### Records for processing ###

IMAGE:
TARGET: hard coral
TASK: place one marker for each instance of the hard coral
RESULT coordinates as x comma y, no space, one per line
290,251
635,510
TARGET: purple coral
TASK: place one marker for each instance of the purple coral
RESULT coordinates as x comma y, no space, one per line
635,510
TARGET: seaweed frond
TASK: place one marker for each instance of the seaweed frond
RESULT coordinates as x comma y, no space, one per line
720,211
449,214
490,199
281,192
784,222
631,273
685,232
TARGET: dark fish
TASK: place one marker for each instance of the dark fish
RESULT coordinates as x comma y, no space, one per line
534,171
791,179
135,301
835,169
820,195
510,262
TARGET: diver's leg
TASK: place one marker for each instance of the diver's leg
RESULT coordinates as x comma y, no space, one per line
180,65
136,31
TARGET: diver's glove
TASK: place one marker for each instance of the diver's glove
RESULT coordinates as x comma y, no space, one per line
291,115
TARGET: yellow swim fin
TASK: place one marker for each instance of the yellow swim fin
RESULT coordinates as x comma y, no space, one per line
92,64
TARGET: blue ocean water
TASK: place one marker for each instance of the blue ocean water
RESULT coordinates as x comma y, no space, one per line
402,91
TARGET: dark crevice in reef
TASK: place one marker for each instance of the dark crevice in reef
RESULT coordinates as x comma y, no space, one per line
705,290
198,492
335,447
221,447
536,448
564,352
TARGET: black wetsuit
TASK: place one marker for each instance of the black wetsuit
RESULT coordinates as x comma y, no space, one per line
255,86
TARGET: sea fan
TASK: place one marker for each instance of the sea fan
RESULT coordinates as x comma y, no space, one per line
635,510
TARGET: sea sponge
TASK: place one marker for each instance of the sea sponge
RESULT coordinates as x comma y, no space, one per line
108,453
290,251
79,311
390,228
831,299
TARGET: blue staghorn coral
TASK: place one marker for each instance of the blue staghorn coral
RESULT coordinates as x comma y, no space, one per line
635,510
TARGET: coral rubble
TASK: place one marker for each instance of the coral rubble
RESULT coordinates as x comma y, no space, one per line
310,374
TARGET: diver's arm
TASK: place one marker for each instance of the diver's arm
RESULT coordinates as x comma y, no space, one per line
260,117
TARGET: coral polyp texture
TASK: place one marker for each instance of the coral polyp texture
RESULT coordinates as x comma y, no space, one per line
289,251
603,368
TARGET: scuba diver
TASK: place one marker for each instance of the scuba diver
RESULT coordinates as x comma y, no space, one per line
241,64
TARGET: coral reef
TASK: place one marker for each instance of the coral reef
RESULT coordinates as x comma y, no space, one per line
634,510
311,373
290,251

###

* [Exercise requirements]: What you write must match the records above exactly, line for line.

* [Task output]:
IMAGE:
TARGET: hard coral
TASK: place one marker for each instance of the hard coral
RESULT coordinates as x comma y, no space, one per line
290,251
635,510
TARGET: purple coral
TASK: place one marker for each instance of the purple coral
RESULT coordinates as x comma y, no space, one per line
635,510
TARGET: seaweed frond
TASK: place one marker for each instance of the seaweed frond
RESULT coordinates as x comma y, no space, one per line
720,211
449,214
490,199
281,192
784,222
631,273
685,232
TARGET: dark fish
TASK: place one marker for each instance of the dark fish
RESULT coordinates as x comma y, no space, one per line
534,171
791,179
135,301
835,169
820,195
510,262
TARGET: diver's leg
TASK: place one marker for each instance of the diver's leg
RESULT coordinates as x comma y, no space, one per line
180,65
136,31
TARGET: diver's glove
TASK: place one marker for each instance of the diver's glove
RESULT coordinates as x comma y, no space, one per line
291,115
TARGET: yellow swim fin
TASK: place one marker for each instance of the yellow swim fin
RESULT coordinates as x comma y, no space, one per line
92,64
TARGET: blue ocean water
TASK: place one marker for each instance of the blue ocean water
RESULT coordinates as x comma y, no space, one per line
402,91
TARGET: dark crevice in reef
TASK: place one marker for each instance of the dark crevice in reef
RESULT coordinates as x comma y, no space, one per line
705,290
198,492
335,447
221,447
536,448
564,352
TARGET: black wetsuit
TASK: place one marker for each instance of the black wetsuit
RESULT coordinates as x comma y, no space, one per line
255,86
TARGET: sea fan
TASK: place one marker for each instance of the sea fan
RESULT coordinates as x comma y, no space, one per line
635,510
TARGET: sea sponge
TASK: place one marker for each instance of the sea sponge
RESULT coordinates as x comma y, no space, one per line
108,453
290,251
79,311
390,228
831,299
TARGET: blue staghorn coral
TASK: place one marker for each instance of the blue staghorn coral
RESULT coordinates as x comma y, no space, one per line
635,510
TARGET: coral rubble
TASK: place one marker for each instance of the coral rubble
RESULT coordinates as x comma y, no space, one per line
310,374
TARGET: diver's arm
TASK: place one marker for each instance of the diver's arm
RESULT coordinates as x comma y, no space, one per line
260,117
TARGET: coral polyp texture
TASK: place one marker for each instance of the coral polyp texture
RESULT coordinates as x comma y, no space, one per line
289,251
603,368
TARGET: scuba diver
TASK: place one marker for each instance of the scuba diver
RESULT coordinates as x comma y, no space, one per line
241,64
TARGET: coral reef
TASK: place one marker for each instance of the coral reef
RESULT coordinates as x comma y, no space, one per line
634,510
311,373
290,251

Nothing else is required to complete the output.